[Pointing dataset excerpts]
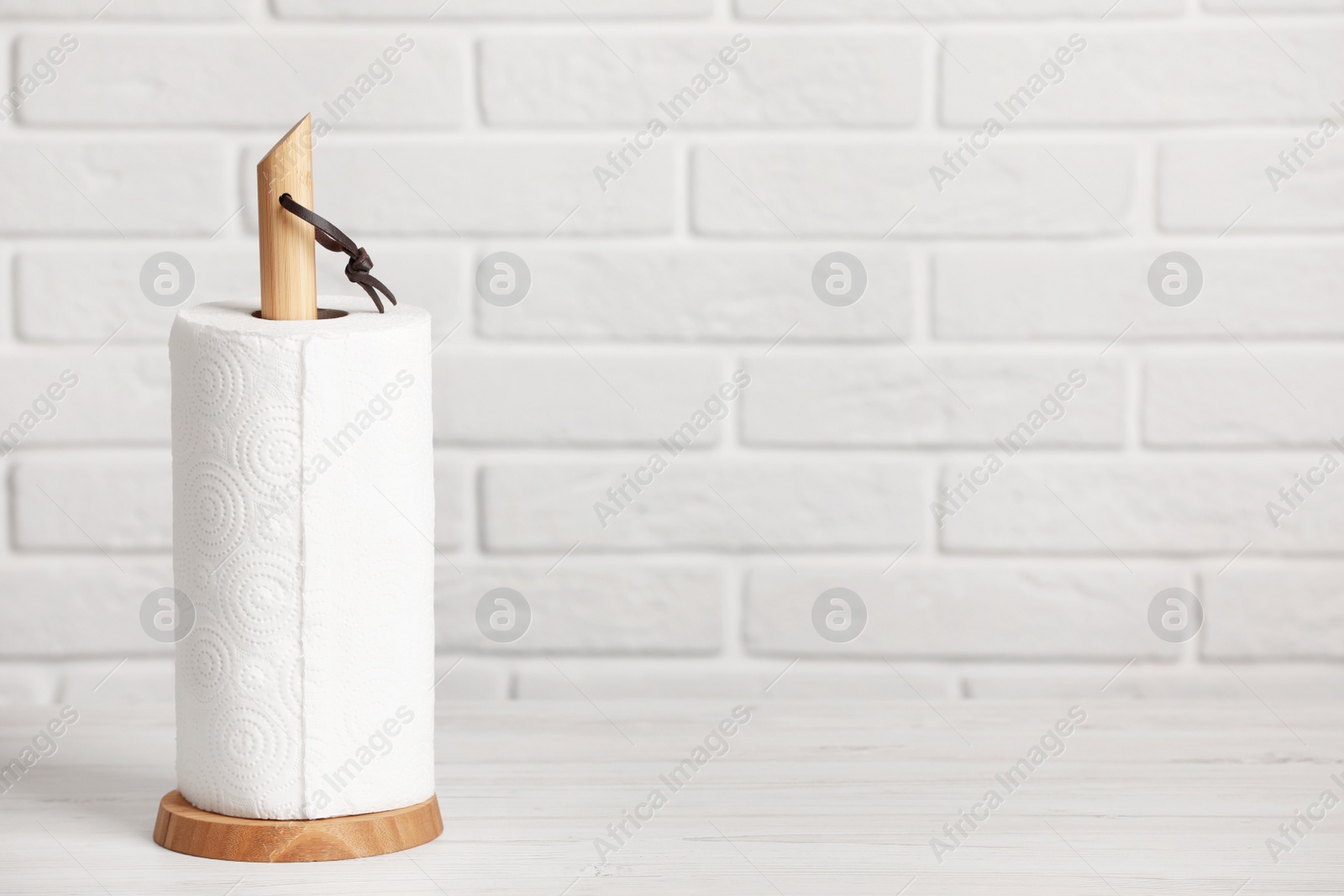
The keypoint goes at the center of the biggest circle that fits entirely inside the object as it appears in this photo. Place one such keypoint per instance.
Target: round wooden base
(186, 829)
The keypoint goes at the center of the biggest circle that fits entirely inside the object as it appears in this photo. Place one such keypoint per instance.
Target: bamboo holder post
(288, 255)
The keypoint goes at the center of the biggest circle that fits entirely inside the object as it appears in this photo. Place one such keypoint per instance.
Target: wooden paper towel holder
(289, 293)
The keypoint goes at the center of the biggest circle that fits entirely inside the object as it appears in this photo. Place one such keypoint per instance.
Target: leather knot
(331, 237)
(360, 262)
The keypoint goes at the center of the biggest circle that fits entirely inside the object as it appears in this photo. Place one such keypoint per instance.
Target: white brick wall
(692, 259)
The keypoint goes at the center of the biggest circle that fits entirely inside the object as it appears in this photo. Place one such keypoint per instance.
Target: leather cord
(331, 237)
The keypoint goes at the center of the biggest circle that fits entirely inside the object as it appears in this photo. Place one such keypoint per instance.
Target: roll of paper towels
(302, 535)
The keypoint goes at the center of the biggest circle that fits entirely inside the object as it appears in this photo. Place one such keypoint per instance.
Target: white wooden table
(811, 799)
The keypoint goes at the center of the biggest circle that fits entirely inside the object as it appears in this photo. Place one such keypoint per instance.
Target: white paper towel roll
(302, 526)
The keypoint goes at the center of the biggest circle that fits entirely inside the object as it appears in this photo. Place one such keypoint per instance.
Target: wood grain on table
(808, 799)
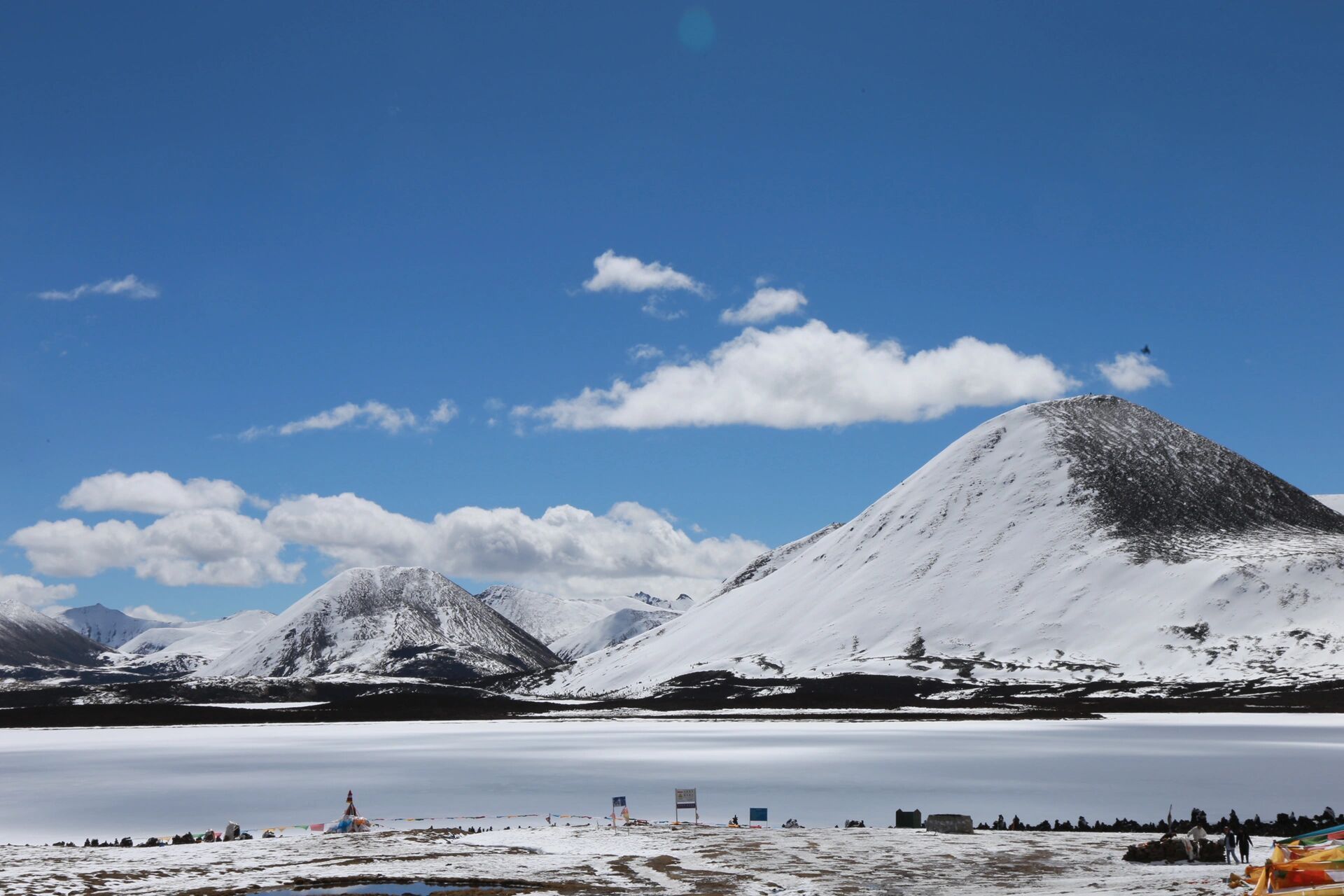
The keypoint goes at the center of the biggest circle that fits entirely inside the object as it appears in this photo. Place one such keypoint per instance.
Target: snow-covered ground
(139, 782)
(650, 860)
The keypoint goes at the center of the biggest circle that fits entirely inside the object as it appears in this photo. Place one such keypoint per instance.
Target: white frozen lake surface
(137, 782)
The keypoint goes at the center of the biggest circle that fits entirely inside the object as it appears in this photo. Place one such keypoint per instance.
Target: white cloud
(187, 547)
(444, 413)
(24, 589)
(1132, 372)
(632, 276)
(370, 414)
(146, 612)
(811, 377)
(131, 286)
(765, 305)
(152, 492)
(657, 309)
(644, 352)
(566, 550)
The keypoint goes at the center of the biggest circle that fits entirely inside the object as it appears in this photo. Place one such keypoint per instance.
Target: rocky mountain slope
(30, 638)
(390, 621)
(610, 630)
(1069, 540)
(542, 615)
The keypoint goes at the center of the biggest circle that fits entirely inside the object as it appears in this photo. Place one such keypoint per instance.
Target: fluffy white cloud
(765, 305)
(644, 352)
(809, 377)
(370, 414)
(629, 274)
(146, 612)
(131, 286)
(152, 492)
(24, 589)
(444, 413)
(1132, 372)
(186, 547)
(566, 550)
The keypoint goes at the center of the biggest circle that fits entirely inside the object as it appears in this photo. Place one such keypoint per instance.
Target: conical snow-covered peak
(105, 625)
(1168, 492)
(386, 620)
(1074, 539)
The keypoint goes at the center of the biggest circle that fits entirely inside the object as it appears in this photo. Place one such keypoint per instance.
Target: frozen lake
(77, 783)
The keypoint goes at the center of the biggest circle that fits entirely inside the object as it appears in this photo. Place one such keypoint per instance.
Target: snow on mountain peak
(1077, 539)
(29, 637)
(386, 620)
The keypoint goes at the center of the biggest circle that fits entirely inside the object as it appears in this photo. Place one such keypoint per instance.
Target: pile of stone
(1175, 849)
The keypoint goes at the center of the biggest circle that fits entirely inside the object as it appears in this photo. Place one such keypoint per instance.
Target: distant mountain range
(30, 638)
(1068, 542)
(386, 621)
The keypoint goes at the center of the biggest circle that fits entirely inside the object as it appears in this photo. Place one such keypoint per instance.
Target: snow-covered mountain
(106, 626)
(643, 597)
(771, 561)
(190, 645)
(610, 630)
(1332, 501)
(1078, 539)
(386, 620)
(30, 638)
(542, 615)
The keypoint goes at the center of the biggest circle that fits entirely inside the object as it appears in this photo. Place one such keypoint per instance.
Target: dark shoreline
(704, 695)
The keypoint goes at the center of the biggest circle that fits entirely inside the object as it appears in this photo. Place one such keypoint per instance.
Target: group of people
(1237, 844)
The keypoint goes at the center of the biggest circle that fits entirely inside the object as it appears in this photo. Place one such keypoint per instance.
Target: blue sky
(401, 203)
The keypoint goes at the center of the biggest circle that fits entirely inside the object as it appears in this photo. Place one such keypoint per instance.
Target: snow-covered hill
(1332, 501)
(610, 630)
(1079, 539)
(542, 615)
(30, 638)
(771, 561)
(386, 620)
(191, 645)
(644, 597)
(106, 626)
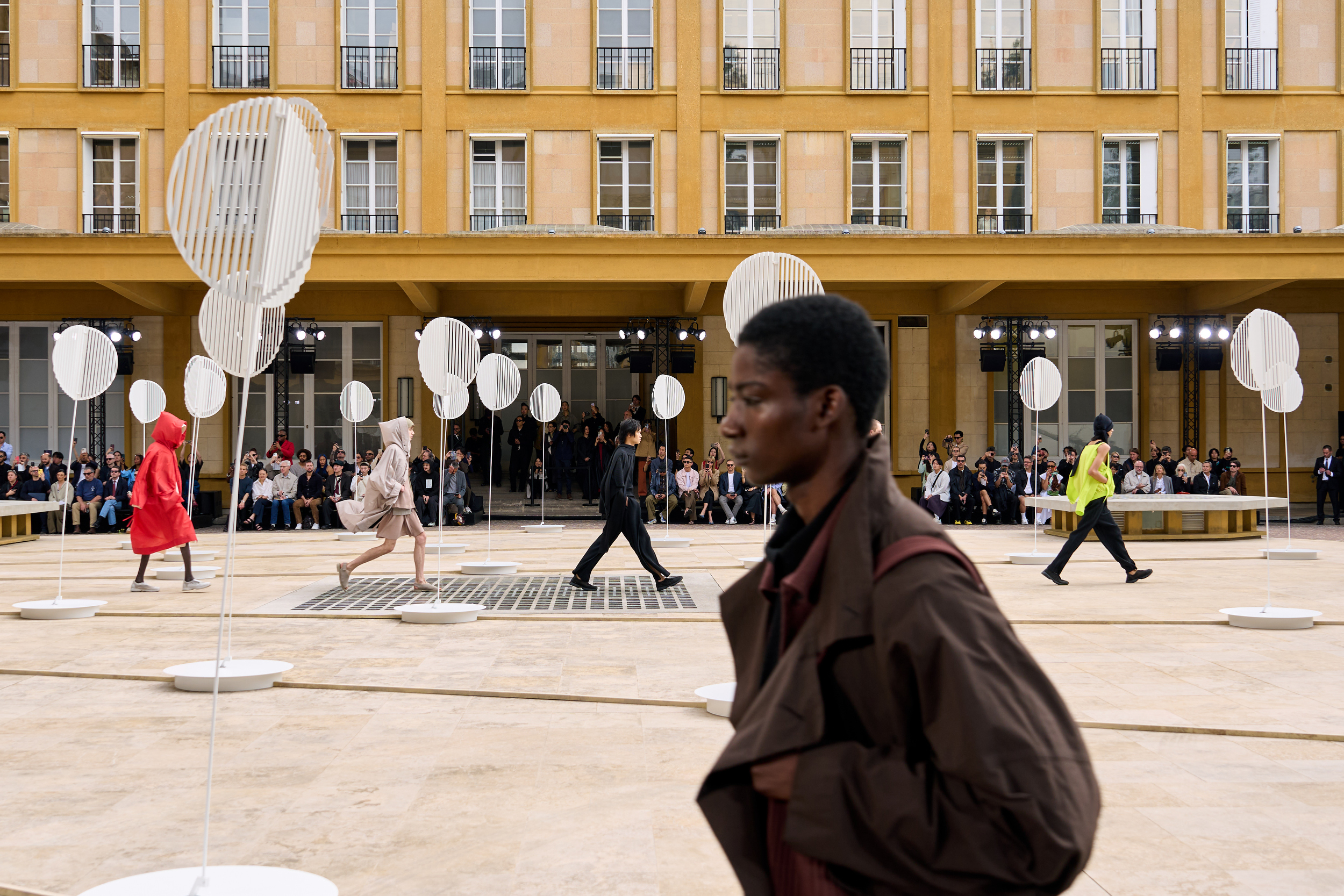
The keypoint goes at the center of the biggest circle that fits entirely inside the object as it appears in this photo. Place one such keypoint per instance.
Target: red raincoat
(160, 521)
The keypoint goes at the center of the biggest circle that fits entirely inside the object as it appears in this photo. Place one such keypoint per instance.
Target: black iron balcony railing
(491, 222)
(1253, 224)
(112, 224)
(499, 68)
(369, 68)
(627, 222)
(877, 69)
(238, 66)
(1010, 224)
(1003, 69)
(369, 224)
(1253, 69)
(749, 224)
(750, 69)
(886, 221)
(625, 68)
(108, 65)
(1128, 69)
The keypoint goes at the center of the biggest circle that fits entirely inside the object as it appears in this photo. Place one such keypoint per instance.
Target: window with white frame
(750, 184)
(1253, 186)
(112, 178)
(877, 182)
(1129, 182)
(1003, 187)
(625, 184)
(369, 200)
(499, 183)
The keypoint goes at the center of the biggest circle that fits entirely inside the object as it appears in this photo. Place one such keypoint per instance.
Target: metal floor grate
(511, 593)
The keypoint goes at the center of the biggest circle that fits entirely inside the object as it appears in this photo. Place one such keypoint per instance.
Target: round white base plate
(718, 699)
(235, 675)
(225, 880)
(440, 613)
(490, 567)
(1033, 558)
(58, 609)
(1270, 618)
(178, 574)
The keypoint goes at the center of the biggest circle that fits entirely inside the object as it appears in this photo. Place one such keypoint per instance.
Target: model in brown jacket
(893, 736)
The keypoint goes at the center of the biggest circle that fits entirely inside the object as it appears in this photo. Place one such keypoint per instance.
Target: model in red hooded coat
(160, 521)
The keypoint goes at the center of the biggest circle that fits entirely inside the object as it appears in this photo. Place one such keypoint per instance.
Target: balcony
(1003, 69)
(750, 69)
(106, 65)
(238, 66)
(1010, 224)
(1253, 224)
(369, 224)
(369, 68)
(749, 224)
(643, 224)
(877, 69)
(1253, 69)
(499, 68)
(1128, 69)
(491, 222)
(111, 224)
(625, 68)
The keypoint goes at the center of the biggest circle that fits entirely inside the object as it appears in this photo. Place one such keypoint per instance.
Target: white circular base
(235, 675)
(58, 609)
(718, 699)
(490, 567)
(1033, 558)
(225, 880)
(440, 613)
(1270, 618)
(178, 574)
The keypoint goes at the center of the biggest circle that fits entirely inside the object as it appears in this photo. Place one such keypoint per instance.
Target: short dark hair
(824, 340)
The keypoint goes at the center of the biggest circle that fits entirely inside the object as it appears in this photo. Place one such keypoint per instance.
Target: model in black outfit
(621, 505)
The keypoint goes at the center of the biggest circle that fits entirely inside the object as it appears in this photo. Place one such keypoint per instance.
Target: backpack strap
(902, 550)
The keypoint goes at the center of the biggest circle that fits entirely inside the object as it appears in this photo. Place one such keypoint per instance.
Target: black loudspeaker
(1168, 359)
(1211, 358)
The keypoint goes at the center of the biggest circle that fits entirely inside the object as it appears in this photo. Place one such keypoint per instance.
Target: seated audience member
(1136, 481)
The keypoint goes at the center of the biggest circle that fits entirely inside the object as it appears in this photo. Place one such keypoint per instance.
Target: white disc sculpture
(545, 406)
(668, 399)
(1039, 389)
(1265, 361)
(85, 363)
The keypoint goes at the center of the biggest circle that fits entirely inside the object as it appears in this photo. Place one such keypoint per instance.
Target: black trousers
(1096, 516)
(625, 520)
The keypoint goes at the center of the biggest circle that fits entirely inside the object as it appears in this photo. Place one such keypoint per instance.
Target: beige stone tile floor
(425, 794)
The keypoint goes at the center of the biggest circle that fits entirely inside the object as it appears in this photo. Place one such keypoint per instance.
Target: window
(369, 45)
(112, 199)
(625, 184)
(1253, 186)
(1128, 45)
(242, 44)
(877, 175)
(1003, 189)
(112, 44)
(750, 184)
(499, 183)
(750, 45)
(1003, 41)
(1129, 182)
(499, 45)
(1252, 45)
(877, 45)
(625, 45)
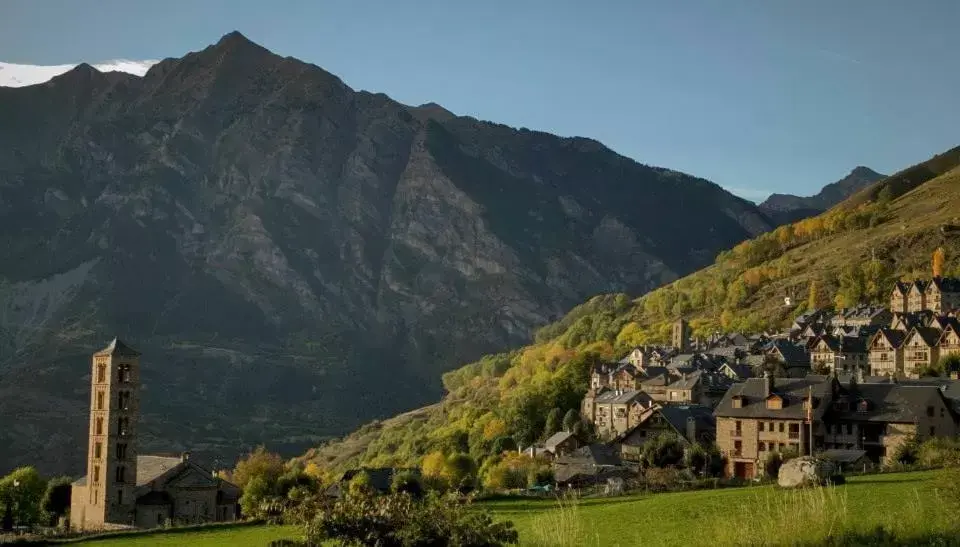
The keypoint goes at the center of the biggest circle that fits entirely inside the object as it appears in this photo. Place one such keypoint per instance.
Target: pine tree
(939, 257)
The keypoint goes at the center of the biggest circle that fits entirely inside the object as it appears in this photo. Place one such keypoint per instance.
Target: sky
(759, 96)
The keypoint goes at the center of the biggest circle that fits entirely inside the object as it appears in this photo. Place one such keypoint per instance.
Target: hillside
(853, 251)
(786, 208)
(294, 257)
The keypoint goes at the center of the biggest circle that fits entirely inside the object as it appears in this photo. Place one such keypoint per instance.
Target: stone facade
(125, 489)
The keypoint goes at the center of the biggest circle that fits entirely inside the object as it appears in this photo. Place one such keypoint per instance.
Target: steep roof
(117, 347)
(793, 391)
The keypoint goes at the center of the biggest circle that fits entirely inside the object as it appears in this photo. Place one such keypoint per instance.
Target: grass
(762, 515)
(907, 503)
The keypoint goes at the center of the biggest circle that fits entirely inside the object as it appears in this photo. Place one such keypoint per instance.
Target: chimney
(691, 429)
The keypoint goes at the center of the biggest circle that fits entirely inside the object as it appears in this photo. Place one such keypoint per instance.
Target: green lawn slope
(848, 255)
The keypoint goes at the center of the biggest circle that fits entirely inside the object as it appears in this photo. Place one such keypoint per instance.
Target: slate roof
(117, 347)
(793, 391)
(930, 336)
(556, 439)
(622, 396)
(895, 337)
(889, 402)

*TASK STATEMENT*
Pull out every line in the listing that contains the word "lake".

*SOLUTION*
Target: white frozen lake surface
Target: frozen lake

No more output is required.